▶ _DOCUMENT SECTION_:
======
PvE is not able to be solo'd, so it does not make sense to get the gear through solo play.

Anonymous said...

@bell:

What you miss is that BGs provide a solo means for end-game PvP'ers (Arena) to get "caught up" gear wise with those who have been playing through the entire progression. There isn't an equivalent in PvE.

BG:Arena =/= heoric 5-mans:current end-game raids

Furthermore BG are in themselves a viable and fun means to continue playing the game once you reach lvl 70 completely solo and at your own pace (30min here, 2 hours there, etc.). What's the equivalent in PvE? Dailies?

I think most would agree that "current" end-game PvE (now T6) is analogous to "current" end-game PvE S4. But BGs have no PvE peer and heroic 5-mans/badge loot does not have an analog in PvP. And this is made worst by the fact that some PvP gear (for certain slots and specs) is "better" than equivlant PvE gear and significantly easier to obtain. Hence the bickering between PvP'rs and PvE'rs. What some see as an Apple-to-Apple comparison is really an Apple-to-Orange comparison. Blame Blizzard.

Bell said...

@felkan - actually...yes. Dailies. Farming. Belt of Blasting? Primal Mooncloth? Thunderhawk? Shadowcloth? These are roughly equal to (and in some cases better than) T5, just as Merciless is roughly equal to T5, though these won't get you questioned by your RL. Though you cannot catch up to the exact same extent you can in PvP, it's because of a simple idea:

PvP requires smaller groups than PvE. The "high end" of PvP is no larger than a five-man arena team. The high end of PvE, however, is 25.

It makes sense to go from solo to fives; that's how it works in PvE as well. But PvE just continues it on to be solo's-5's-10's-25's. It's a very different progression as you pointed out. You cannot "solo" to high-end raiding equivalents because unless you are in the environment where you can get that amount of people together, it's completely unnecessary. Whereas BGs are much easier and more enjoyable when one has the PvP gear to survive, even when solo.

And, something I did not go too in-depth into before is that there is PvE-obtained gear you can use in PvP. The healing badge shoulders, though PvE in nature, can be gemmed for PvP and have been used by 2k+ rating resto druids. You can purchase PvP gear through badges and tier tokens.
======
▶ _WORK INSTRUCTION_: Pick up the comment thread on PvP versus PvE gear where it stops, writing the next part in the same voice.

▶ _DATA_:
======
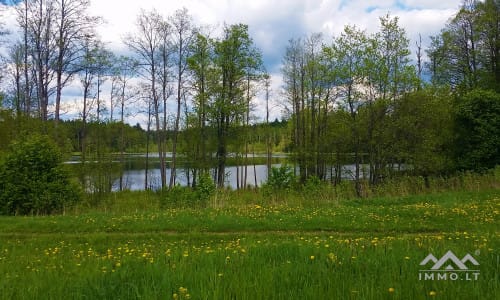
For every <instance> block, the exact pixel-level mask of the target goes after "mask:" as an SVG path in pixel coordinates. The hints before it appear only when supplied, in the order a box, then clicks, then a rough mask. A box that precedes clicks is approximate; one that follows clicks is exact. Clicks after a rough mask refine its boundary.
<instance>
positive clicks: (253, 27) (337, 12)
mask: <svg viewBox="0 0 500 300" xmlns="http://www.w3.org/2000/svg"><path fill="white" fill-rule="evenodd" d="M460 3H461V0H439V1H436V0H180V1H165V0H141V1H124V0H106V1H102V0H101V1H97V0H92V7H91V13H92V14H95V15H100V16H103V17H104V19H105V20H106V21H107V23H106V24H104V25H103V26H101V30H100V33H101V36H102V38H103V39H104V40H105V41H108V42H110V43H111V45H113V47H118V48H119V47H123V46H122V45H121V42H120V39H121V37H123V35H124V34H125V33H126V32H128V31H132V30H133V29H134V28H133V27H134V21H135V18H136V16H137V13H138V11H139V10H140V9H141V8H143V9H145V10H150V9H153V8H155V9H157V10H158V11H159V12H160V13H162V14H164V15H166V16H168V15H170V14H172V13H173V12H174V11H175V10H176V9H179V8H182V7H186V8H187V9H188V10H189V13H190V14H191V15H192V16H193V18H194V20H195V22H196V23H198V24H199V25H211V26H219V27H221V26H222V25H223V24H224V23H227V24H233V23H244V24H248V25H249V28H250V32H251V34H252V37H253V39H254V41H255V43H256V44H257V46H258V47H259V48H260V49H261V50H262V52H263V54H264V59H265V62H266V65H267V67H268V69H269V70H270V71H271V72H277V71H278V70H279V63H280V61H281V57H282V56H283V53H284V49H285V47H286V45H287V42H288V40H289V39H290V38H297V37H301V36H304V35H307V34H309V33H313V32H314V33H316V32H322V33H323V34H324V36H325V38H327V39H328V38H329V37H331V36H333V35H336V34H338V33H340V32H341V31H342V29H343V28H344V26H345V25H347V24H350V25H353V24H355V25H357V26H358V27H360V28H362V29H366V30H368V31H369V32H370V31H376V30H377V29H378V23H379V20H378V18H379V17H380V16H383V15H385V14H387V13H389V14H391V15H393V16H398V17H399V18H400V24H401V25H402V26H403V27H404V28H405V29H406V31H407V34H408V37H409V38H410V39H412V40H413V41H415V40H416V39H417V38H418V35H419V34H421V35H422V37H423V39H424V44H425V42H426V41H428V36H430V35H434V34H436V33H437V32H439V30H440V29H441V28H443V26H444V24H445V22H446V21H447V20H448V19H449V18H450V17H451V16H452V15H453V14H454V13H455V12H456V11H457V9H458V7H459V6H460Z"/></svg>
======
▶ _EXERCISE RESULT_:
The grinds are different on purpose, but both of them do overlap to roughly the same extent. I know healers need the cloak and the battlemaster's trink from badges for their PvP sets just as I know ferals who want those Merciless shoulders from BG play.

Once you get to level 70 yes, you begin to run out of solo PvE content. But does it make sense to create one-mannable instances? All there is to solo is quests, and there are plenty of those at 70, refreshing everyday, that give you the money to purchase your Belt of Blasting.

Anonymous said...

@bell: While the BoE craftable items do fill some gaps they come nowhere near the complete sets I can obtain from BGs.

As a feral Kitty there 2-3 BoE craftables worth purchasing. 1 as a feral tank. In a BG, I can obtain 8+ pieces of gear, plus trinkets.

If dailies gave you mats, enough gold, etc. to obtain a T4/5 item once per week, you'd have an argument, but they don't. I've been exalted with SSO for some time (mostly from dailies), all I have from that is a neck piece, some gold (used to buy mats for one belt) and 4-5 badges. In the same time I could have (playing as crappy as I do), in BGs, obtained 4-6 pieces of gear.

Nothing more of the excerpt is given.